▶ **Work to complete**:
a – Copy from the passage on exponents the words starting at "From this definition, we" and ending at "aren't positive integers.".
b – Condense the paragraph in the passage on exponents that begins "From this definition" into one short sentence that keeps its main points.
c – Based on the passage on exponents, answer yes or no for each statement and quote the words that decide it: (i) In $x^n$, $x$ is called the base. (ii) The definition requires $x$ to be a positive number. (iii) The passage will define exponentials only for positive integer exponents.

Begin Extract provided

If $n$ is a positive integer and $x$ is any real number, then $x^n$ corresponds to repeated multiplication \begin{gather*} x^n = \underbrace{x \times x \times \cdots \times x}_{n \text{ times}}.\end{gather*}We can call this “$x$ raised to the power of $n$,” “$x$ to the power of $n$,” or simply “$x$ to the $n$.” Here, $x$ is the *base* and $n$ is the *exponent* or the *power*.

From this definition, we can deduce some basic rules that exponentiation must follow as well as some hand special cases that follow from the rules. In the process, we'll define exponentials $x^a$ for exponents $a$ that aren't positive integers.

End Extract provided
Begin Stored data

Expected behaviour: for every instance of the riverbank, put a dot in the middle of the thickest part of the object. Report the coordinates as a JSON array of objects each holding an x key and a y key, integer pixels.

End Stored data

▶ **Results of the exercise**:
a –
From this definition, we can deduce some basic rules that exponentiation must follow as well as some hand special cases that follow from the rules. In the process, we'll define exponentials $x^a$ for exponents $a$ that aren't positive integers.

b – The definition yields basic rules for exponentiation and some special cases, and along the way exponentials $x^a$ get defined for exponents that aren't positive integers.

c –
(i) Yes: "Here, $x$ is the *base*"
(ii) No: "$x$ is any real number"
(iii) No: "we'll define exponentials $x^a$ for exponents $a$ that aren't positive integers"